Впервые нашел он себя в ценном комментарии к «Легенде о Великом Инквизиторе-Ф. М. Достоевского» (1893 г.): книга эта недаром выдержала за пятнадцать лет три издания и стала настольной для всякого серьезного читателя произведений Достоевского. Предисловия к каждому из этих трех изданий показывают, как В. Розанов изменял свои взгляды (в направлении от официальной церковности чуть ли не к «богоборчеству») на многие вопросы, так гениально-резко поставленные Достоевским: но ценность «комментария» В. Розанова-не в этом, а в группировке и сравнительном сопоставлении образов, мнений, фраз из романов величайшего русского «романиста». К концу книги приложены два этюда о Гоголе-остроумно-парадоксальные и соблазнившие впоследствии своей главной мыслью В. Брюсова (см. его очерк «Испепеленный», 1910 г.).

Но и эта работа не характерна для В. Розанова: в области истории литературы и критики он случайный деятель-хотя бы по одному тому, что сведения его в этой области крайне не велики, а критического дара не имеется. В. Розанов мог написать книгу о Достоевском, которого он знает и любит, мог взвиться фонтаном блестящих парадоксов о Гоголе, но все это более или менее случайно. Его тянуло к другим вопросам, к другим темам-религиозным, церковным, семейным; метафизика христианства, метафизика любви-вот что по существу его интересовало, вот с чего началось ценное в его публицистике. А он, вместо этого, реакционерствовал в «Русском Вестнике», писал тягучие, скучные и невежественные статьи о шестидесятых годах и тому подобных мало ему известных вопросах.

Сохранённые записи:
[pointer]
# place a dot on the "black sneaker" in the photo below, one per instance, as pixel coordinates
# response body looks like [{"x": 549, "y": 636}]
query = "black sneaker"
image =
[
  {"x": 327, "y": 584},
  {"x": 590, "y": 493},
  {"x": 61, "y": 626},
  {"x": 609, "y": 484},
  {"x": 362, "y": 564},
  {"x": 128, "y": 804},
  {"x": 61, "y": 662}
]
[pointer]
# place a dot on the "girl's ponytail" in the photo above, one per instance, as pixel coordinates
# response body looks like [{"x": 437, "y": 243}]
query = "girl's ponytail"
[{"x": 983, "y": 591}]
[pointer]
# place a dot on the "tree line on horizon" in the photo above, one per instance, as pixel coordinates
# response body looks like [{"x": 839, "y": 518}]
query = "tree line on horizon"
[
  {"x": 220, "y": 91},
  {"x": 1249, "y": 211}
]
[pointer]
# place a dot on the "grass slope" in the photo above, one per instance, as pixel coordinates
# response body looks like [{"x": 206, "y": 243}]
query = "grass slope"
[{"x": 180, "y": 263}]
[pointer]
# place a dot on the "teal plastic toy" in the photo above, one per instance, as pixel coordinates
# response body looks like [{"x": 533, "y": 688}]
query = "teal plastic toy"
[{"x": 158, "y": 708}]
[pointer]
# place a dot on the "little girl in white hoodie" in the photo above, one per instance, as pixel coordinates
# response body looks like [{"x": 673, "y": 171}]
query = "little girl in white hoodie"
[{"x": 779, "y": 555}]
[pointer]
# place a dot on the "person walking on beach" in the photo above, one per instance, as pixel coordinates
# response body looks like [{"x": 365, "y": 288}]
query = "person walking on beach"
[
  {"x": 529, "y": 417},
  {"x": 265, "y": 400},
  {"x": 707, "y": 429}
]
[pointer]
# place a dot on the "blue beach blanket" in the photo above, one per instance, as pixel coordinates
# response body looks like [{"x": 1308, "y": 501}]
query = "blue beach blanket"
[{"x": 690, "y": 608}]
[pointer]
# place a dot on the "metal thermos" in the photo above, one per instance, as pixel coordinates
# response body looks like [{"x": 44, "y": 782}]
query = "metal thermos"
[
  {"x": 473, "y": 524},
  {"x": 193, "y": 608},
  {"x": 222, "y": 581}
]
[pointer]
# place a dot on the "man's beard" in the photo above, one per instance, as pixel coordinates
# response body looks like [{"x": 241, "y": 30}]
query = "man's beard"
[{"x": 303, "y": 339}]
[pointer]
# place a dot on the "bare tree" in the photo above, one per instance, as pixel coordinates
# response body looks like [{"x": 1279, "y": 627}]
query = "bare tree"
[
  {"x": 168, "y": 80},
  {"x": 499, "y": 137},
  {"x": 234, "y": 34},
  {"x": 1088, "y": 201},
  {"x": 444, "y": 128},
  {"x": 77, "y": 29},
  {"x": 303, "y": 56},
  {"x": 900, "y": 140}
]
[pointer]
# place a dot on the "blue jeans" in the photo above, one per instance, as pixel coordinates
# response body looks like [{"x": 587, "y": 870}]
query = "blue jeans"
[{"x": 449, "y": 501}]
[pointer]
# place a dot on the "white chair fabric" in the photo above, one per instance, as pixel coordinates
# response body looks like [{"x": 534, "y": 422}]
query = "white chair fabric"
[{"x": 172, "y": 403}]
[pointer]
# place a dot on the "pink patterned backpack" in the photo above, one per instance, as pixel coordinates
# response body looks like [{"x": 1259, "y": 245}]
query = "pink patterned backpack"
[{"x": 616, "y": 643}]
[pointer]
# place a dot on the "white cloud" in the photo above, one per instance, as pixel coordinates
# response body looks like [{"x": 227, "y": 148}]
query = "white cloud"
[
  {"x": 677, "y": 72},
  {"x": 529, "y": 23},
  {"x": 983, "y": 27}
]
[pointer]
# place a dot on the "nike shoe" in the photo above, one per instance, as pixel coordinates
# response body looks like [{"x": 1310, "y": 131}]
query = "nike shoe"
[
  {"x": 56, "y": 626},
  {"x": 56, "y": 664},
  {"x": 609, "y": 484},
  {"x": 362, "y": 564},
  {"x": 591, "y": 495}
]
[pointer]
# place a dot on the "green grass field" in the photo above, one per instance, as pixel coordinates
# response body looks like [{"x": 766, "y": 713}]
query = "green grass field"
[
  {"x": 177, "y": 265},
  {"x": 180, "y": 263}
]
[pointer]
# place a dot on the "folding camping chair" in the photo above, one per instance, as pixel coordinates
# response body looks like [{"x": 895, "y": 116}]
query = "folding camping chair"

Задание:
Отредактируйте отрывок из текста о В. Розанове: перепишите его, начиная с «Но и эта работа» и продолжая до «ему известных вопросах.», заменив «тягучие» на «затянутые».

Ответ:
Но и эта работа не характерна для В. Розанова: в области истории литературы и критики он случайный деятель-хотя бы по одному тому, что сведения его в этой области крайне не велики, а критического дара не имеется. В. Розанов мог написать книгу о Достоевском, которого он знает и любит, мог взвиться фонтаном блестящих парадоксов о Гоголе, но все это более или менее случайно. Его тянуло к другим вопросам, к другим темам-религиозным, церковным, семейным; метафизика христианства, метафизика любви-вот что по существу его интересовало, вот с чего началось ценное в его публицистике. А он, вместо этого, реакционерствовал в «Русском Вестнике», писал затянутые, скучные и невежественные статьи о шестидесятых годах и тому подобных мало ему известных вопросах.